What to do
Print verbatim the records between the line containing "Exercise. Pick out the steep" and the line containing "<point>962,134</point>", inclusive.

** BEGIN Exercise data **

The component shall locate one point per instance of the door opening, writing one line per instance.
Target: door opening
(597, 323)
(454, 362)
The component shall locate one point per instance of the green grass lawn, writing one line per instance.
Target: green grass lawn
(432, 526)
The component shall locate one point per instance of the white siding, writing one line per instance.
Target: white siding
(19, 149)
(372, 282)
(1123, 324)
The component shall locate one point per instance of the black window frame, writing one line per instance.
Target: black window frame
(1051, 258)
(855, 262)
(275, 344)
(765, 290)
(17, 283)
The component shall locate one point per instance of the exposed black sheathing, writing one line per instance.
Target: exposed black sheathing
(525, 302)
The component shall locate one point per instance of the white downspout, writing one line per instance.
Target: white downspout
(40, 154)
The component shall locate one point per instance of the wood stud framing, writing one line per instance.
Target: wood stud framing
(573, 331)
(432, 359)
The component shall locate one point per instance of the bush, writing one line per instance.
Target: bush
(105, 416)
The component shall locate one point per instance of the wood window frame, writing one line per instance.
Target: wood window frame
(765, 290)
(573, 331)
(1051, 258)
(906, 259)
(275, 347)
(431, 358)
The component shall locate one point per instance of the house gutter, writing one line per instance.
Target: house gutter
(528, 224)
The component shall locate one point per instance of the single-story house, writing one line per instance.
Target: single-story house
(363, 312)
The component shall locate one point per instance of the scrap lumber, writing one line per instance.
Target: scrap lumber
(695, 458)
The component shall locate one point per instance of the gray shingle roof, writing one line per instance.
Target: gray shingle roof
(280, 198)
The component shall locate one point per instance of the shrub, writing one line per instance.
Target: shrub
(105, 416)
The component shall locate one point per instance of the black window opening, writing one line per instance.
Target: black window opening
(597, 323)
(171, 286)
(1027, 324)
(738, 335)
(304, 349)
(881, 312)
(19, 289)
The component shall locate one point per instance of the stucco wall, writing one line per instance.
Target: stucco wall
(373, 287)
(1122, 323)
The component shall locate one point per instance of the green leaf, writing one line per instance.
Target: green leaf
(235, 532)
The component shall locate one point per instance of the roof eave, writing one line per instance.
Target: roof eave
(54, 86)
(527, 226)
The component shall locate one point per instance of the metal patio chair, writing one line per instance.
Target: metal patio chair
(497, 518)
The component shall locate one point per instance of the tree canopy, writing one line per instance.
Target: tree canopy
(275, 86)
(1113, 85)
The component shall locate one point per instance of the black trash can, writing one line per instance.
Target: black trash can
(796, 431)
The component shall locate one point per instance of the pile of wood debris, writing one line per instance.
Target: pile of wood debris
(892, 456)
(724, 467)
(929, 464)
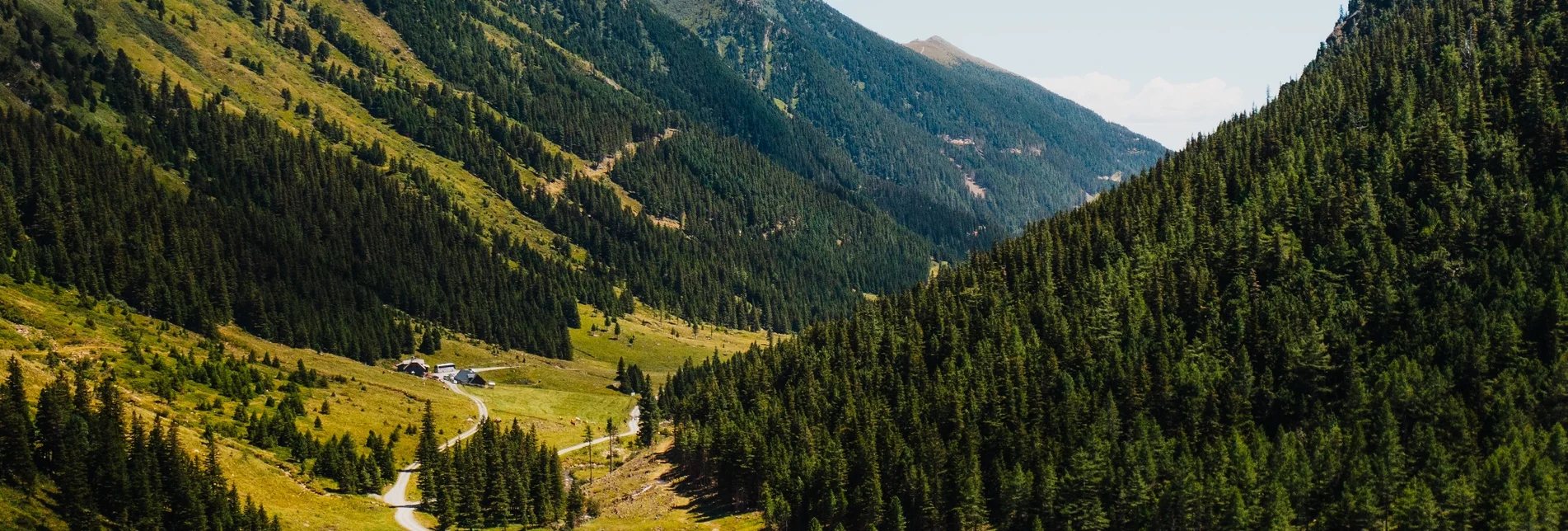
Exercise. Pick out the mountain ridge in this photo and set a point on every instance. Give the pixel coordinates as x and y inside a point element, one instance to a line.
<point>949,54</point>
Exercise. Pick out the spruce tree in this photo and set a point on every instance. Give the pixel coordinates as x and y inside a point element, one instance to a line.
<point>16,430</point>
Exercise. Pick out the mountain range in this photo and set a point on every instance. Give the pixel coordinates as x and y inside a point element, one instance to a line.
<point>883,286</point>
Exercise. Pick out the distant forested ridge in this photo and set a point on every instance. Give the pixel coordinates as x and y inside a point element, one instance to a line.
<point>1346,310</point>
<point>965,137</point>
<point>772,233</point>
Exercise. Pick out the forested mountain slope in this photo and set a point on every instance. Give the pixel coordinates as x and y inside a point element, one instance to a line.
<point>1346,310</point>
<point>330,173</point>
<point>965,135</point>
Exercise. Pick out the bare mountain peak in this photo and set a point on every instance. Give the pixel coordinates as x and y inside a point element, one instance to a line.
<point>941,50</point>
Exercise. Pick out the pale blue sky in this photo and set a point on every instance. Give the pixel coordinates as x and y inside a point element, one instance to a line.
<point>1167,69</point>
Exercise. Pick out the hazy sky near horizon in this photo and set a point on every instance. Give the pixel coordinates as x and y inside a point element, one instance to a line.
<point>1163,68</point>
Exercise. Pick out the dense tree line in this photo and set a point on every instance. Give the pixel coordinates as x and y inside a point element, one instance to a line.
<point>278,233</point>
<point>756,247</point>
<point>897,112</point>
<point>527,81</point>
<point>1346,310</point>
<point>109,473</point>
<point>662,62</point>
<point>355,472</point>
<point>501,477</point>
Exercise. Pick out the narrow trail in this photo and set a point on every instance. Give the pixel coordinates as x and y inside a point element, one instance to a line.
<point>397,497</point>
<point>630,430</point>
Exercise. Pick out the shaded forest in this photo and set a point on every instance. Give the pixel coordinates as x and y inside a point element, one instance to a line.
<point>1346,310</point>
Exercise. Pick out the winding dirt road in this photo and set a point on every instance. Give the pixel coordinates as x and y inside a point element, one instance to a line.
<point>397,497</point>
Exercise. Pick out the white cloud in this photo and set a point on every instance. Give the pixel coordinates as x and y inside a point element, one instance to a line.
<point>1167,112</point>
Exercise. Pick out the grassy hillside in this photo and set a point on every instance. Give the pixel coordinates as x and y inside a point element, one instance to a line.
<point>60,333</point>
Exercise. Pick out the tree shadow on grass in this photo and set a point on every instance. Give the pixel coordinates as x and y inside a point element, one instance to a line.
<point>706,501</point>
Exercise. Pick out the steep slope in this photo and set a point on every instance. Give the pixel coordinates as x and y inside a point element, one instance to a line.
<point>949,54</point>
<point>1346,310</point>
<point>480,149</point>
<point>962,134</point>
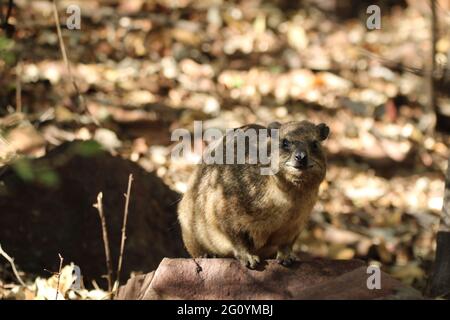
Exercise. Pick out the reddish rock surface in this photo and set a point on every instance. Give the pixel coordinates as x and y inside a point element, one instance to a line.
<point>227,279</point>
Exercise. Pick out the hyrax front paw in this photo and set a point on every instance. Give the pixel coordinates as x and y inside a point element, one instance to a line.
<point>285,258</point>
<point>248,260</point>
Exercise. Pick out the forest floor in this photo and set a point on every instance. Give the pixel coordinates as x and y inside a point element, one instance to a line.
<point>146,68</point>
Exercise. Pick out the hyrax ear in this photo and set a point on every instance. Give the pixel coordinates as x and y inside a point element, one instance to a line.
<point>273,125</point>
<point>323,130</point>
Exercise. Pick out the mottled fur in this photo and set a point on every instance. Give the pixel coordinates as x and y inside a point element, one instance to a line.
<point>234,211</point>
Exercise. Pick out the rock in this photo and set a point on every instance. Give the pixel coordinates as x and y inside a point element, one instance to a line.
<point>35,228</point>
<point>227,279</point>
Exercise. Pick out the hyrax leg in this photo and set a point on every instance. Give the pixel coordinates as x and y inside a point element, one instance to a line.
<point>285,256</point>
<point>243,245</point>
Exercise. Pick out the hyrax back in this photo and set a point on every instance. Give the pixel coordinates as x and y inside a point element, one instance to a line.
<point>232,210</point>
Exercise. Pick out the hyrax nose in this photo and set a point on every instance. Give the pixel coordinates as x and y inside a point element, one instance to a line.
<point>301,157</point>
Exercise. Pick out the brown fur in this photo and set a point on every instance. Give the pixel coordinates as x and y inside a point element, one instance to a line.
<point>234,211</point>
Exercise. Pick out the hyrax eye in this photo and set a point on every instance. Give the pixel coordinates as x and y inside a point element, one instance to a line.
<point>315,145</point>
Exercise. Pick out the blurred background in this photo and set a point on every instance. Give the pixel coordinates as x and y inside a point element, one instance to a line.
<point>141,68</point>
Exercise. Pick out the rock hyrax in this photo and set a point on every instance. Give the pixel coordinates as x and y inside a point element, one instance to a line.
<point>231,210</point>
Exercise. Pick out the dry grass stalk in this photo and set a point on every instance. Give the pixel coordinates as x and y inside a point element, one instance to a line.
<point>99,207</point>
<point>13,265</point>
<point>124,227</point>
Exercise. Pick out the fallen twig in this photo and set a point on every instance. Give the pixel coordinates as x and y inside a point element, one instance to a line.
<point>124,227</point>
<point>18,87</point>
<point>11,262</point>
<point>99,207</point>
<point>61,259</point>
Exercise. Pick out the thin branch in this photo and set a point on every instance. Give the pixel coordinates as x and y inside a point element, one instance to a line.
<point>11,262</point>
<point>4,19</point>
<point>61,259</point>
<point>18,87</point>
<point>124,227</point>
<point>81,105</point>
<point>99,207</point>
<point>432,94</point>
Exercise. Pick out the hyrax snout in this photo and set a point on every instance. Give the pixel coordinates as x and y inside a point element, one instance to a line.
<point>232,210</point>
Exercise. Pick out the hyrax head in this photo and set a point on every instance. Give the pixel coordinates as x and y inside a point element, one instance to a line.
<point>301,157</point>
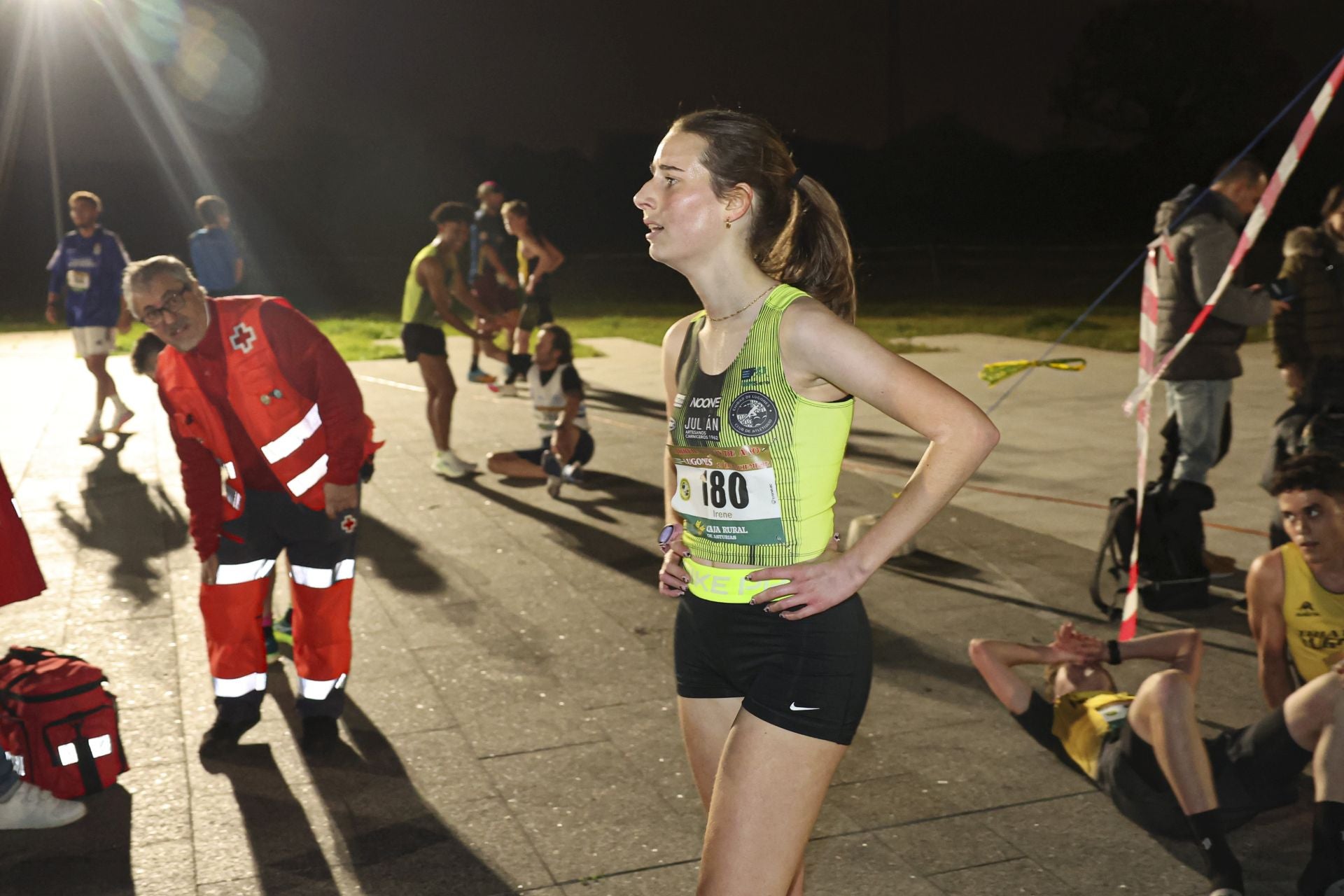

** END Exercise data **

Output for this exercise
Exercise. Pick out the steep slope in this photo and set a point on every instance. Give the pixel coordinates as x and y inside a point element, one instance to a line.
<point>949,54</point>
<point>1346,310</point>
<point>480,149</point>
<point>962,134</point>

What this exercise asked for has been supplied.